Magda Gessler dementuje plotki o dotacji z KPO. "Zostałam wciągnięta w oko politycznego cyklonu"
Sprawa dotacji dla przedsiębiorców ze środków KPO odbiła się szerokim echem. Ostatnio pojawiły się informacje, jakoby Magda Gessler i jej restauracji "U Fukiera" otrzymała spory zastrzyk gotówki. W niedzielne południe restauratorka wydała oświadczenie, w którym zaprzecza doniesieniom o otrzymaniu środków z Krajowego Planu Odbudowy. - Kolejny raz obcinacie komuś głowę nie posiadając pełnej wiedzy w temacie - grzmi.
Magda Gessler to bez wątpienia najpopularniejsza polska restauratorka. Gwiazda nie tylko prowadzi "Magda gotuje internet", "Kuchenne rewolucje" i jest jurorką "MasterChefa", ale przede wszystkim od lat tworzy "U Fukiera". To jedna z najpopularniejszych w stolicy restauracji. Według medialnych doniesień Gessler miała otrzymać dotację w wysokości blisko pół miliona złotych na rozwój usług cateringowych w kilku województwach. Teraz sama zainteresowana zabrała głos, jednoznacznie odnosząc się do pomówień.
Dalsza część artykułu pod materiałem wideo:
Agnieszka Kaczorowska o cenach nad polskim morzem
Magda Gessler wydała oświadczenie. Zarzeka się, że nie wzięła nawet złotówki z dotacji
W niedzielę, 10 sierpnia Magda Gessler zdecydowanie zaprzeczyła informacjom dotyczącym skorzystania ze środków KPO. Podkreśliła, że dotacje są przeznaczone dla poszkodowanych w okresie pandemii przedsiębiorców, jednak jej restauracja "U Fukiera" nie wzięła nawet jednej złotówki. Dodała także, że koszty które poniosła w tamtym okresie były ogromne.

--------------------------------

» **Polecenia**
- a) Proszę przytoczyć bez zmian fragment artykułu o oświadczeniu Magdy Gessler, zaczynając od słów „Sprawa dotacji dla” i kończąc na słowach „temacie - grzmi.”.
- b) Proszę streścić artykuł o oświadczeniu Magdy Gessler w dwóch zdaniach.

--------------------------------

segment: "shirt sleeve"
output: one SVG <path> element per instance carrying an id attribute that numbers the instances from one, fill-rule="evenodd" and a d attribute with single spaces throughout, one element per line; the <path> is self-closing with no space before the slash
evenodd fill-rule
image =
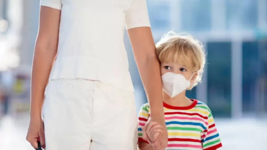
<path id="1" fill-rule="evenodd" d="M 145 126 L 149 117 L 148 109 L 148 106 L 143 105 L 141 108 L 138 117 L 138 141 L 144 142 L 149 144 L 148 142 L 143 138 L 143 131 L 141 128 Z"/>
<path id="2" fill-rule="evenodd" d="M 61 10 L 62 3 L 61 0 L 40 0 L 40 5 Z"/>
<path id="3" fill-rule="evenodd" d="M 132 6 L 126 14 L 126 29 L 150 27 L 146 0 L 133 0 Z"/>
<path id="4" fill-rule="evenodd" d="M 204 150 L 214 150 L 222 146 L 212 115 L 210 110 L 209 111 L 208 120 L 208 127 L 203 132 L 201 136 Z"/>

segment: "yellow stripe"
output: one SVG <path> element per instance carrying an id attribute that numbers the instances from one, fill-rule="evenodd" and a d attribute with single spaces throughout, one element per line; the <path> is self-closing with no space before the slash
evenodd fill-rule
<path id="1" fill-rule="evenodd" d="M 210 123 L 211 122 L 214 122 L 214 120 L 213 120 L 213 119 L 211 119 L 208 120 L 208 122 L 209 123 Z"/>
<path id="2" fill-rule="evenodd" d="M 182 132 L 169 132 L 168 133 L 169 136 L 186 136 L 200 137 L 200 134 L 196 133 L 184 133 Z"/>
<path id="3" fill-rule="evenodd" d="M 147 117 L 148 117 L 148 114 L 147 114 L 143 112 L 141 112 L 139 114 L 140 116 L 145 116 Z"/>
<path id="4" fill-rule="evenodd" d="M 189 110 L 187 110 L 188 111 L 196 111 L 198 112 L 200 112 L 202 114 L 208 114 L 209 113 L 208 111 L 202 111 L 199 109 L 189 109 Z"/>

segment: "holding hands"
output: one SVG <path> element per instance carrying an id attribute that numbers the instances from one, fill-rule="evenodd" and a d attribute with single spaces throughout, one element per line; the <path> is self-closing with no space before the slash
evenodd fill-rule
<path id="1" fill-rule="evenodd" d="M 145 126 L 142 128 L 143 138 L 148 142 L 150 145 L 147 145 L 147 146 L 141 148 L 141 150 L 164 150 L 167 147 L 168 133 L 165 122 L 163 121 L 161 122 L 162 121 L 153 119 L 150 118 Z"/>

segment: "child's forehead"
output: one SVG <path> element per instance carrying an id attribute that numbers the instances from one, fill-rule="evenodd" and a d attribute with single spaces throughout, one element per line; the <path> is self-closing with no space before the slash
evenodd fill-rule
<path id="1" fill-rule="evenodd" d="M 189 58 L 183 55 L 169 55 L 162 60 L 163 63 L 168 63 L 184 66 L 189 66 L 192 65 L 191 61 Z"/>

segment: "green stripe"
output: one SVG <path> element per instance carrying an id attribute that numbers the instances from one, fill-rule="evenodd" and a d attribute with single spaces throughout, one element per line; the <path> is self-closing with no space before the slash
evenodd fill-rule
<path id="1" fill-rule="evenodd" d="M 212 114 L 210 114 L 210 115 L 209 115 L 209 118 L 210 118 L 212 116 Z"/>
<path id="2" fill-rule="evenodd" d="M 145 107 L 142 107 L 142 109 L 147 112 L 148 112 L 148 111 L 147 110 L 147 108 Z"/>
<path id="3" fill-rule="evenodd" d="M 209 108 L 207 107 L 206 106 L 196 106 L 195 107 L 195 108 L 203 108 L 209 111 L 209 112 L 210 113 L 211 113 L 211 111 L 210 111 L 210 109 L 209 109 Z"/>
<path id="4" fill-rule="evenodd" d="M 203 147 L 205 147 L 208 146 L 210 146 L 211 145 L 213 145 L 217 143 L 220 143 L 220 142 L 221 142 L 221 139 L 217 139 L 217 140 L 211 142 L 210 143 L 207 143 L 207 144 L 204 144 L 204 145 L 203 145 Z"/>
<path id="5" fill-rule="evenodd" d="M 194 128 L 183 128 L 182 127 L 167 127 L 167 130 L 179 130 L 188 131 L 196 131 L 202 132 L 202 130 L 199 129 Z"/>

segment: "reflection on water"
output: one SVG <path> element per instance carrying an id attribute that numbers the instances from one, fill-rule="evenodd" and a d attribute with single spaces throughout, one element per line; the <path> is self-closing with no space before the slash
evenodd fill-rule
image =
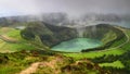
<path id="1" fill-rule="evenodd" d="M 68 41 L 63 41 L 57 46 L 54 46 L 52 50 L 65 52 L 80 52 L 82 49 L 94 48 L 101 45 L 102 42 L 96 39 L 75 38 Z"/>

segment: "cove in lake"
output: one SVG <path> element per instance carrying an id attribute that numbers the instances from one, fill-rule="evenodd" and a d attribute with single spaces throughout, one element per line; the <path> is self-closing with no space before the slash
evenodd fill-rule
<path id="1" fill-rule="evenodd" d="M 95 48 L 102 45 L 102 41 L 91 38 L 75 38 L 63 41 L 54 46 L 51 50 L 64 52 L 80 52 L 82 49 Z"/>

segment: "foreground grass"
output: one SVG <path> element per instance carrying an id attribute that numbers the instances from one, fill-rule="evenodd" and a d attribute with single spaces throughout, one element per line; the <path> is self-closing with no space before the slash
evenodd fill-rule
<path id="1" fill-rule="evenodd" d="M 21 37 L 21 30 L 11 27 L 1 27 L 0 35 L 14 39 L 16 42 L 9 42 L 0 39 L 0 52 L 15 52 L 21 50 L 34 50 L 35 46 Z"/>

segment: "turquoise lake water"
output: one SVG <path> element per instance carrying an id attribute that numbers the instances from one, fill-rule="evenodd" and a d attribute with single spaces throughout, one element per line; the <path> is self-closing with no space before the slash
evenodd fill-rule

--------------------------------

» **Odpowiedzi**
- a)
Sprawa dotacji dla przedsiębiorców ze środków KPO odbiła się szerokim echem. Ostatnio pojawiły się informacje, jakoby Magda Gessler i jej restauracji "U Fukiera" otrzymała spory zastrzyk gotówki. W niedzielne południe restauratorka wydała oświadczenie, w którym zaprzecza doniesieniom o otrzymaniu środków z Krajowego Planu Odbudowy. - Kolejny raz obcinacie komuś głowę nie posiadając pełnej wiedzy w temacie - grzmi.

- b) Według doniesień medialnych Magda Gessler miała otrzymać z Krajowego Planu Odbudowy dotację w wysokości blisko pół miliona złotych na rozwój usług cateringowych. W niedzielę, 10 sierpnia, restauratorka wydała oświadczenie, w którym zaprzeczyła tym informacjom i podkreśliła, że dotacje są przeznaczone dla przedsiębiorców poszkodowanych w okresie pandemii, a jej restauracja „U Fukiera” nie wzięła nawet jednej złotówki.